On 29 July 2015 at 16:03, Kyrill Tkachov <kyrylo.tkachov@arm.com> wrote:
> Hi Prathamesh,
>
> This is probably not appropriate for -Os optimisation.
> And for speed optimisation I imagine it can vary a lot on the target the
> code is run.
> Do you have any benchmark results for this patch?
Hi Kyrill,
Thanks for the review. I have attempted to address your comments in
the attached patch.
Does it look OK from correctness perspective ?
Unfortunately I haven't done benchmarking yet.
I ran a test-case (attached) prepared by Charles for target
arm-linux-gnueabihf (on APM Mustang),
and it appeared to run faster with the patch:
Options passed: -O3 -mfpu=neon -mfloat-abi=hard -funsafe-math-optimizations

Before:
t8a, len =       32, took   2593977 ticks
t8a, len =      128, took   2408907 ticks
t8a, len =     1024, took   2354950 ticks
t8a, len =    65536, took   2365041 ticks
t8a, len =  1048576, took   2692928 ticks

After:
t8a, len =       32, took   2027323 ticks
t8a, len =      128, took   1920595 ticks
t8a, len =     1024, took   1827250 ticks
t8a, len =    65536, took   1797924 ticks
t8a, len =  1048576, took   2026274 ticks

I will get back to you soon with benchmarking results.

Thanks,
Prathamesh
>
> Thanks,
> Kyrill
>
>
> On 29/07/15 11:09, Prathamesh Kulkarni wrote:
>>
>> Hi,
>> This patch tries to implement division with multiplication by
>> reciprocal using vrecpe/vrecps
>> with -funsafe-math-optimizations and -freciprocal-math enabled.
>> Tested on arm-none-linux-gnueabihf using qemu.
>> OK for trunk ?
>>
>> Thank you,
>> Prathamesh
>
> +    /* Perform 2 iterations of Newton-Raphson method for better accuracy */
> +    for (int i = 0; i < 2; i++)

Dataset excerpts ::
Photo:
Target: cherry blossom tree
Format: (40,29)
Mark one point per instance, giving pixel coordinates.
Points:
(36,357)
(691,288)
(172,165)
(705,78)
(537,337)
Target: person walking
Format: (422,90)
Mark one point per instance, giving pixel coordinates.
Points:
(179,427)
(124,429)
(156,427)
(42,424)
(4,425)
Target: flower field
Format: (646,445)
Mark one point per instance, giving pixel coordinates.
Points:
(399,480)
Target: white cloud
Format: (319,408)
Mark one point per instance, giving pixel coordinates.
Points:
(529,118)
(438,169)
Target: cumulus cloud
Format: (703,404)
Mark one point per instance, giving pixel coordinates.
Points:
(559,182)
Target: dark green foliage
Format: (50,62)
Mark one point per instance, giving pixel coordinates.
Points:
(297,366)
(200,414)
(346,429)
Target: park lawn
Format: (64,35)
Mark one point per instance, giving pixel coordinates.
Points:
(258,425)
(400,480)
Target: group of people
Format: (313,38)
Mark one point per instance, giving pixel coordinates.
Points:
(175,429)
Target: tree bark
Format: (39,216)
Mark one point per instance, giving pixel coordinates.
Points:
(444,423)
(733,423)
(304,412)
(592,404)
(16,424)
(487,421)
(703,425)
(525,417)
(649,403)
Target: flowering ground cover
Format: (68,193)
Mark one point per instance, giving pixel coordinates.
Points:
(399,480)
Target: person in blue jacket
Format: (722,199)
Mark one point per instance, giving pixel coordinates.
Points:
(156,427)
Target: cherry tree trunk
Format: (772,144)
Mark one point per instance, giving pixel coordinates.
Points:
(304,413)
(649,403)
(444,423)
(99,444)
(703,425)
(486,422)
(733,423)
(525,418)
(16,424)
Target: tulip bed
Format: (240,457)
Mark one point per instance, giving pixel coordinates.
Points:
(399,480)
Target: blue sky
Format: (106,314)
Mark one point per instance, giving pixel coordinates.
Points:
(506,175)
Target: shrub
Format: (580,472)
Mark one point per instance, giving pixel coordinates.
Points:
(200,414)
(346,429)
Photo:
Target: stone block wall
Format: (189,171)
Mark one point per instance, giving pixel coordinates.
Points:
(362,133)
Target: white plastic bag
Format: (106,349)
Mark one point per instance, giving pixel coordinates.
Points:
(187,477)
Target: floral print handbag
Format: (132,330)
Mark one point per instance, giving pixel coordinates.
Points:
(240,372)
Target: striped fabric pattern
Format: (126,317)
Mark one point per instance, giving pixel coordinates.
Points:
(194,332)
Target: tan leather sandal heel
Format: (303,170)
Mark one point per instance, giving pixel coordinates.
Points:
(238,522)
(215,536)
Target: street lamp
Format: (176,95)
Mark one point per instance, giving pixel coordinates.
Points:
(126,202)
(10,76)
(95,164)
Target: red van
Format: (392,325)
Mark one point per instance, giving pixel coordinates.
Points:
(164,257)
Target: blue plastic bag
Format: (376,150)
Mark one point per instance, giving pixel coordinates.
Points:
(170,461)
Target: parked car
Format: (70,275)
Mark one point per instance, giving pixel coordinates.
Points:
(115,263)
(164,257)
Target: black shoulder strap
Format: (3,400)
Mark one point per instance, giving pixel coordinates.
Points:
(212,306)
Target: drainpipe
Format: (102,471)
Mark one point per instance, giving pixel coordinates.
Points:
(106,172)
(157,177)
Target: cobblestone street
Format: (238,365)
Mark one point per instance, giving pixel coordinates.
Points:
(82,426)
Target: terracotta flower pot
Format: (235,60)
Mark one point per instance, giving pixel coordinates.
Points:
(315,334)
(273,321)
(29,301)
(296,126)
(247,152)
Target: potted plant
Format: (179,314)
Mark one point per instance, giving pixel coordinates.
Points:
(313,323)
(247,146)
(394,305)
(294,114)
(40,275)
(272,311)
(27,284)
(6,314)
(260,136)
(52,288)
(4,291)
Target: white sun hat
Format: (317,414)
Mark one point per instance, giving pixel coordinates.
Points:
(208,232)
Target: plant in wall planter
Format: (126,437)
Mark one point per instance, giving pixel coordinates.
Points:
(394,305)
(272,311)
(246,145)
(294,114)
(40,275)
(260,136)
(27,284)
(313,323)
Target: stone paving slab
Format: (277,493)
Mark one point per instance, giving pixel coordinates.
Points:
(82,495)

Task :: Carry on the email thread about the ARM reciprocal division patch from the point where it stops above.

The answer ::
> +      {
> +    emit_insn (gen_neon_vrecps<mode> (vrecps_temp, rec, operands[2]));
> +    emit_insn (gen_mul<mode>3 (rec, rec, vrecps_temp));
> +      }
> +
> +    /* We now have reciprocal in rec, perform operands[0] = operands[1] *
> rec */
> +    emit_insn (gen_mul<mode>3 (operands[0], operands[1], rec));
> +    DONE;
> +  }
> +)
> +
>
> Full stop and two spaces at the end of the comments.
>
2015-07-28  Prathamesh Kulkarni  <prathamesh.kulkarni@linaro.org>
	    Charles Baylis  <charles.baylis@linaro.org>

	* config/arm/neon.md (div<mode>3): New pattern.

testsuite/
	* gcc.target/arm/vect-div-1.c: New test-case.
	* gcc.target/arm/vect-div-2.c: Likewise.

diff --git a/gcc/config/arm/neon.md b/gcc/config/arm/neon.md
index 654d9d5..f2dbcc4 100644
--- a/gcc/config/arm/neon.md
+++ b/gcc/config/arm/neon.md
@@ -548,6 +548,33 @@
                     (const_string "neon_mul_<V_elem_ch><q>")))]
 )
 
+(define_expand "div<mode>3"
+  [(set (match_operand:VCVTF 0 "s_register_operand" "=w")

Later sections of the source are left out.